Bir etiketleme veri kümesinden kayıtlar:

+===+

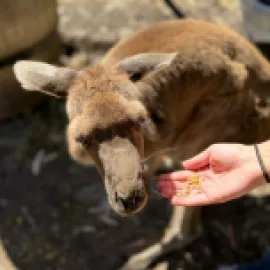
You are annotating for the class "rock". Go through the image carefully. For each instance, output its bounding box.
[58,0,246,55]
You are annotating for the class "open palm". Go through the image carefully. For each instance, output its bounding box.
[157,144,264,206]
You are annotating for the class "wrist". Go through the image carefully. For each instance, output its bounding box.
[242,145,270,187]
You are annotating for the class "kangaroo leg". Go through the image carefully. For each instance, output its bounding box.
[121,207,200,270]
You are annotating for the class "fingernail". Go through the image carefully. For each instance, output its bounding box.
[153,188,162,197]
[158,174,168,181]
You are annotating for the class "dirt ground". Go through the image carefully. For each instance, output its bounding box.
[0,1,270,270]
[0,99,270,270]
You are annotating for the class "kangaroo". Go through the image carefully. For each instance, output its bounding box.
[14,19,270,269]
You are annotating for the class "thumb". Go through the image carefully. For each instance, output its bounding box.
[183,147,211,170]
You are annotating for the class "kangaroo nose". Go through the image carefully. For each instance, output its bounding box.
[116,190,146,212]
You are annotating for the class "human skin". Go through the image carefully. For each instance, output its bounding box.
[157,140,270,206]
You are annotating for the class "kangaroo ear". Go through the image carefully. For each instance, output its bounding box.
[13,60,77,98]
[116,53,178,81]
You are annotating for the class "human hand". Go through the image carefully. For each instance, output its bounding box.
[157,144,265,206]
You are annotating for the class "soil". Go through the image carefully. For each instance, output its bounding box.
[0,0,270,270]
[0,99,270,270]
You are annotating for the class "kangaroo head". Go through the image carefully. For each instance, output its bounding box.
[14,51,177,215]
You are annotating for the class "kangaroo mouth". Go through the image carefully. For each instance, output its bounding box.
[99,129,148,216]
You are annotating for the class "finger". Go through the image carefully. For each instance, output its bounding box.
[171,193,215,206]
[182,147,211,170]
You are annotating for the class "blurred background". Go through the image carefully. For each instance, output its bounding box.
[0,0,270,270]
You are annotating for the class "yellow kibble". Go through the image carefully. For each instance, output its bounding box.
[176,174,201,197]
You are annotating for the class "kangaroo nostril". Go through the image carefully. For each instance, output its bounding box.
[116,191,145,211]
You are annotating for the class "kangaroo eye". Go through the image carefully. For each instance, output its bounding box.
[75,135,92,146]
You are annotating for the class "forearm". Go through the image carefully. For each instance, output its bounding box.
[258,140,270,179]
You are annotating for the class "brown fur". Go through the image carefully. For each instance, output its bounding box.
[15,19,270,223]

+===+

Kayıtlarda "kangaroo" sözcüğünün geçtiği kaç satır olduğunu söyleyin. Yalnızca sayıyı yazın.

• Sonuç
8